═════ DATA FOR PROCESSING ═════

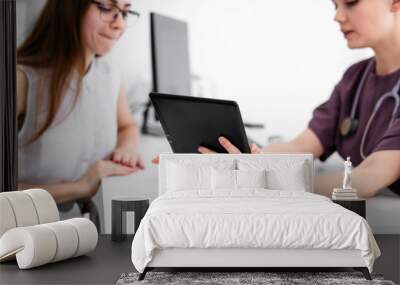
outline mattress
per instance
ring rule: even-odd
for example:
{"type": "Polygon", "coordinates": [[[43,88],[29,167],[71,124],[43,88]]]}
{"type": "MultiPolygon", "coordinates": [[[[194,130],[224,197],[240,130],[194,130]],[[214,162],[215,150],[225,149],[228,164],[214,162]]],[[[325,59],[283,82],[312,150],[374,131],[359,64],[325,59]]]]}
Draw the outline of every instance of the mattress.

═════
═════ DATA FOR PROCESSING ═════

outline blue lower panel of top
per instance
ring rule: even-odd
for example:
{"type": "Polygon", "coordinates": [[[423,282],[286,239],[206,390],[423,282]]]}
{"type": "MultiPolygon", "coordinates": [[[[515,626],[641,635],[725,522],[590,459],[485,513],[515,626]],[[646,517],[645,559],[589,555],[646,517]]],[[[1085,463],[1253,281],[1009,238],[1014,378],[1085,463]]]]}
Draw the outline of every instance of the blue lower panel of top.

═════
═════ DATA FOR PROCESSING ═════

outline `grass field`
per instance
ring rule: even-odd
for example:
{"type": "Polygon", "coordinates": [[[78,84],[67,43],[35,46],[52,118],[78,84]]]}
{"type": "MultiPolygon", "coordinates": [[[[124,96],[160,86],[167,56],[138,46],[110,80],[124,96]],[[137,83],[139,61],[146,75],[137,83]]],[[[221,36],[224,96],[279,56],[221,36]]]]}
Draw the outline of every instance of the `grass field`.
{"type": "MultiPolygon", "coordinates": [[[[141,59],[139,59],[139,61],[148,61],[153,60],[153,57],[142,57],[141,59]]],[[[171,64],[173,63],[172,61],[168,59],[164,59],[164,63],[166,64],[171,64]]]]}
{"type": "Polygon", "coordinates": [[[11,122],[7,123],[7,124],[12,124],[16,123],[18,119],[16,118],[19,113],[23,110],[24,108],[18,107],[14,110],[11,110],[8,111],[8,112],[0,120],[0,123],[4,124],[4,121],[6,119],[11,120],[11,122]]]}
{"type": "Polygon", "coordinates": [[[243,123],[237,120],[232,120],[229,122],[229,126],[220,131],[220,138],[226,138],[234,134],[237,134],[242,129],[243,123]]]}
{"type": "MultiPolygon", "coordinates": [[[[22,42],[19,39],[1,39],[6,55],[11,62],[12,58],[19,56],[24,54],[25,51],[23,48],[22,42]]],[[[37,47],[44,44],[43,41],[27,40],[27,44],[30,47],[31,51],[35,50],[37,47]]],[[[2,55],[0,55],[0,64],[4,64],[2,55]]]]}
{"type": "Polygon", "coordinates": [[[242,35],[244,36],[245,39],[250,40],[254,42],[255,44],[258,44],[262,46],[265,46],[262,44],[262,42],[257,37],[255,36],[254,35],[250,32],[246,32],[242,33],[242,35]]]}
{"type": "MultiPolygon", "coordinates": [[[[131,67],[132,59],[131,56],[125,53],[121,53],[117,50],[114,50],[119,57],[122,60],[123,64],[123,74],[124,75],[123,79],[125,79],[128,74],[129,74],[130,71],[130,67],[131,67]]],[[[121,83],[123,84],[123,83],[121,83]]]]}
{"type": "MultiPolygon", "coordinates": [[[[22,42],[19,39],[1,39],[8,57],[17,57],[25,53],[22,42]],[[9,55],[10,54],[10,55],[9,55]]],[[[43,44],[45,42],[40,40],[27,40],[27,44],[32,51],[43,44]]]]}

═════

• [BRIEF]
Write out the lines of the records between the line holding "outline mattress" and the line holding "Draw the outline of every instance of the mattress.", inclusive, without any change.

• [RESULT FOR THIS TASK]
outline mattress
per instance
ring rule: even-odd
for example:
{"type": "Polygon", "coordinates": [[[43,88],[29,167],[71,124],[43,88]]]}
{"type": "MultiPolygon", "coordinates": [[[[194,130],[224,197],[240,130],[194,130]],[[214,162],[215,150],[225,149],[228,164],[214,162]]],[[[325,59],[283,82],[312,150],[374,131],[359,64],[325,59]]]]}
Draw the outline of every instance of the mattress.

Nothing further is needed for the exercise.